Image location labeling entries
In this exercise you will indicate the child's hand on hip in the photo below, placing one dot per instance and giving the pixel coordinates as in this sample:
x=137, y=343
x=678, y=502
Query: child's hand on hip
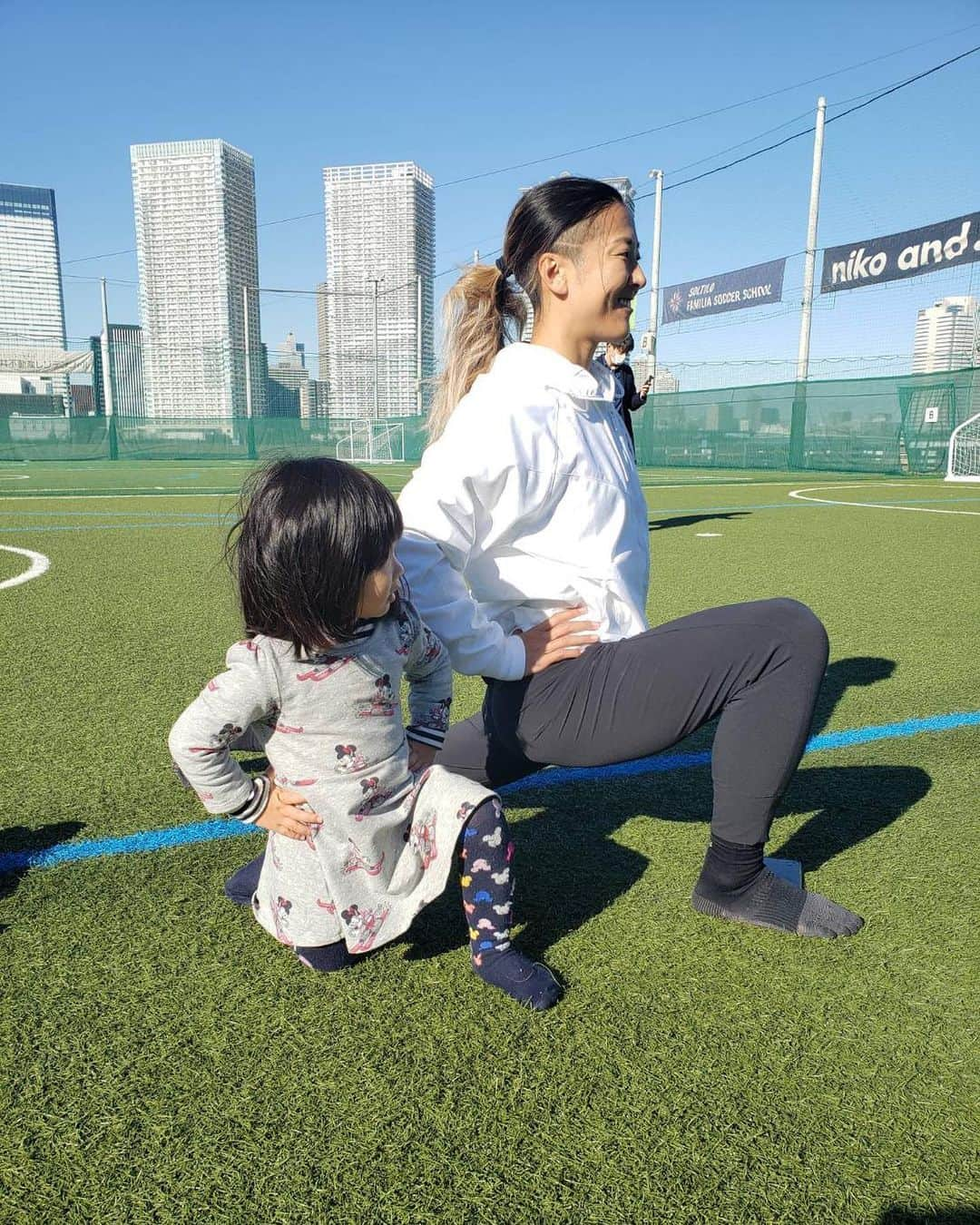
x=288, y=814
x=420, y=756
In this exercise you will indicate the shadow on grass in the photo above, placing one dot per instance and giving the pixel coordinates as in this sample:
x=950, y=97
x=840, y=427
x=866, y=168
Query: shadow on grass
x=689, y=521
x=898, y=1214
x=24, y=838
x=569, y=868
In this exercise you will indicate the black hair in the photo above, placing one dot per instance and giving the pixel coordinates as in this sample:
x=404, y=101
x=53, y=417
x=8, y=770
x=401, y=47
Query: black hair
x=542, y=216
x=308, y=535
x=485, y=305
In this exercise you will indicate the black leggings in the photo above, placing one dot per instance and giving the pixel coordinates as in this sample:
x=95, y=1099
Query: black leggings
x=757, y=665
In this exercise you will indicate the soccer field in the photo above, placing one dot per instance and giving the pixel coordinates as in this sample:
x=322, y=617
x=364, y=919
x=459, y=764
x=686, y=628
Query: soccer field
x=163, y=1060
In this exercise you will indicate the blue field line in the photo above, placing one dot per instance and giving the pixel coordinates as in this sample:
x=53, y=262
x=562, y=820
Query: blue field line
x=210, y=830
x=118, y=514
x=31, y=528
x=202, y=518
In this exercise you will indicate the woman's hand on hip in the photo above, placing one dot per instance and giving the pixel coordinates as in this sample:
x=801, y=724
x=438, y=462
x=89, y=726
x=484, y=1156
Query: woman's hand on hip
x=287, y=812
x=563, y=636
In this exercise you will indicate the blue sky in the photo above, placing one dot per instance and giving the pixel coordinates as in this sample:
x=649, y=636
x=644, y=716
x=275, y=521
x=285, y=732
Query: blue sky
x=462, y=90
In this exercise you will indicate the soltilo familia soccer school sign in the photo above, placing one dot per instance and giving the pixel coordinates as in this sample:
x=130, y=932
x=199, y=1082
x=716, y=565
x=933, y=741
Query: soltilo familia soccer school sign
x=897, y=256
x=757, y=286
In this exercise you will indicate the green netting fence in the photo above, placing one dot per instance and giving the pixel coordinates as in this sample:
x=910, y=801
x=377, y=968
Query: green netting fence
x=885, y=426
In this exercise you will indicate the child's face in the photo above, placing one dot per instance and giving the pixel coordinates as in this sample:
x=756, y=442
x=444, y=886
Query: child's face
x=380, y=588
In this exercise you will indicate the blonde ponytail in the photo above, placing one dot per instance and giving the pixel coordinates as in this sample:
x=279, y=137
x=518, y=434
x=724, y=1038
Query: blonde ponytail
x=476, y=312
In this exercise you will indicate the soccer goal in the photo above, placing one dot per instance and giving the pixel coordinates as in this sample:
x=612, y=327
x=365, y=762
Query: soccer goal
x=373, y=443
x=965, y=451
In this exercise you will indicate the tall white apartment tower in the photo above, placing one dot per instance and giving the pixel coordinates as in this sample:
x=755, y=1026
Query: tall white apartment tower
x=198, y=249
x=947, y=336
x=380, y=230
x=32, y=310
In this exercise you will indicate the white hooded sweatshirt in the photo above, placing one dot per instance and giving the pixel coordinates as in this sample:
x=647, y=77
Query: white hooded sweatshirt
x=528, y=504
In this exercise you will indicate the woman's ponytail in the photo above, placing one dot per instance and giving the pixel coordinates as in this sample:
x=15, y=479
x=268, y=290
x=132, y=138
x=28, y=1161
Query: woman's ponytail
x=482, y=310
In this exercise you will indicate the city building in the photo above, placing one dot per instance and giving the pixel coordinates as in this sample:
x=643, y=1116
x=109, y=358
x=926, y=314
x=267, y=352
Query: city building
x=287, y=377
x=199, y=256
x=126, y=360
x=32, y=307
x=377, y=310
x=947, y=336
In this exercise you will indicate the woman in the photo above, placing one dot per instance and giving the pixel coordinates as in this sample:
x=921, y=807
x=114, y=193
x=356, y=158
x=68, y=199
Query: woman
x=527, y=552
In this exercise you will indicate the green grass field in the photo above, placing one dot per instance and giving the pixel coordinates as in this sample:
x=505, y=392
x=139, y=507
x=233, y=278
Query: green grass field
x=163, y=1060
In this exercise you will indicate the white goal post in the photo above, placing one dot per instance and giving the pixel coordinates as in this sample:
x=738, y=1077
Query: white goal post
x=963, y=462
x=373, y=443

BRIEF: Without the pictures, print the whole listing exactly as given.

PROBLEM SOLUTION:
In this exercise you will indicate the child's hand on hip in the photo below, placing one dot per instance and giving the pixel coordinates as in this sample:
x=137, y=343
x=678, y=502
Query: child's hand on hip
x=288, y=814
x=420, y=756
In this exercise you will indicate the shadow on grass in the photo above, placing one dot per instance and giving the pixel coordinates as in this sample:
x=950, y=97
x=840, y=427
x=866, y=168
Query: shadow on grass
x=689, y=521
x=898, y=1214
x=24, y=838
x=569, y=868
In this exercise you will indicate the black hair in the photo above, placing one dot per instance and giving the pixel coordinates as in this sample:
x=404, y=101
x=53, y=417
x=8, y=770
x=401, y=47
Query: black hair
x=542, y=216
x=308, y=535
x=485, y=305
In this exercise you will indicate the black leggings in the photo above, placing one dot per instance and giving the pixel coordinates as in this sample:
x=95, y=1099
Query: black leggings
x=757, y=665
In this exercise you will indicate the soccer field in the photo above, placing one dot per instance and giving the pixel coordinates as in this sample:
x=322, y=617
x=364, y=919
x=459, y=764
x=686, y=628
Query: soccer field
x=163, y=1060
In this exercise you will indicate the blue field line in the photo above, placing one dot per instance and giving the pixel coordinates as in this sample:
x=53, y=262
x=562, y=820
Query: blue field line
x=210, y=830
x=118, y=514
x=31, y=528
x=202, y=518
In this exercise you will indicate the woman's hand on hip in the photo above, placing one dot per instance and giving the pixel coordinates as in this sample:
x=801, y=724
x=438, y=462
x=89, y=726
x=484, y=1156
Query: woman's hand on hip
x=287, y=812
x=563, y=636
In this exercise you will indicate the blue sky in the photo above, placing one dot per instance and giving the pixel coordinates as in this sample:
x=649, y=636
x=644, y=716
x=275, y=521
x=285, y=732
Query: blue sky
x=462, y=90
In this exercise you will indicate the soltilo familia soccer school sign in the photo above, placing one dot per instance and giving the pixel coordinates as in this sample:
x=130, y=932
x=199, y=1082
x=716, y=565
x=933, y=741
Query: soltilo familia soccer school sign
x=897, y=256
x=757, y=286
In this exercise you will indicate the green netting fence in the photo above, placing one dot per instance and giving the pixel coordinates as in this sample:
x=910, y=801
x=377, y=968
Query: green netting fence
x=885, y=426
In this exercise you will indicate the child's face in the photo above, placing one dot per instance and giving the pixel coordinates as in this sample:
x=756, y=442
x=444, y=886
Query: child's face
x=380, y=588
In this exercise you will indicate the blonde ponytail in the photo above, placing one dot per instance and giving the pixel coordinates as in this sample:
x=279, y=137
x=518, y=434
x=724, y=1038
Query: blonde ponytail
x=476, y=312
In this exercise you will indicate the soccer goal in the photo above, placing one dot per instance and giving the pixel coordinates as in this sample:
x=612, y=327
x=365, y=762
Query: soccer goal
x=373, y=443
x=965, y=451
In this exercise you will indicate the tall white apartment tower in the photo above, placing one dot per instance and giving the pixel coordinates as in this sample:
x=755, y=1026
Query: tall white apartment tower
x=198, y=249
x=947, y=336
x=380, y=230
x=32, y=310
In this exercise you will indicate the white hooded sweatshirt in the photo above, placing one dot per instance and giving the pixel coordinates as in this sample:
x=647, y=77
Query: white hooded sweatshirt
x=528, y=504
In this exercise you will indicate the woman's ponytail in the photo above, placing one dot per instance and giving the pixel coordinates as in this sample:
x=15, y=479
x=268, y=290
x=132, y=138
x=28, y=1161
Query: woman's ponytail
x=482, y=310
In this exercise you will indicate the city building in the photo above, placing one dot per instance and giving the pixel coordinates as in this sample:
x=643, y=1116
x=109, y=358
x=926, y=314
x=267, y=352
Query: city building
x=287, y=377
x=199, y=256
x=126, y=360
x=32, y=307
x=377, y=310
x=947, y=336
In this exercise you will indicate the woman in the photo above, placing one dot per instance and giving the pixel coordinates as in this sample:
x=921, y=807
x=114, y=193
x=356, y=158
x=68, y=199
Query: woman
x=527, y=552
In this exercise you will indicate the green grass field in the photo above, placing one dot per instance and giving the pixel coordinates as in this sample:
x=505, y=392
x=139, y=507
x=233, y=278
Query: green grass field
x=163, y=1060
In this exercise you will indicate the white goal post in the photo above, placing one dot per instance and giving the pixel coordinates as in this sample:
x=738, y=1077
Query: white goal post
x=963, y=462
x=373, y=443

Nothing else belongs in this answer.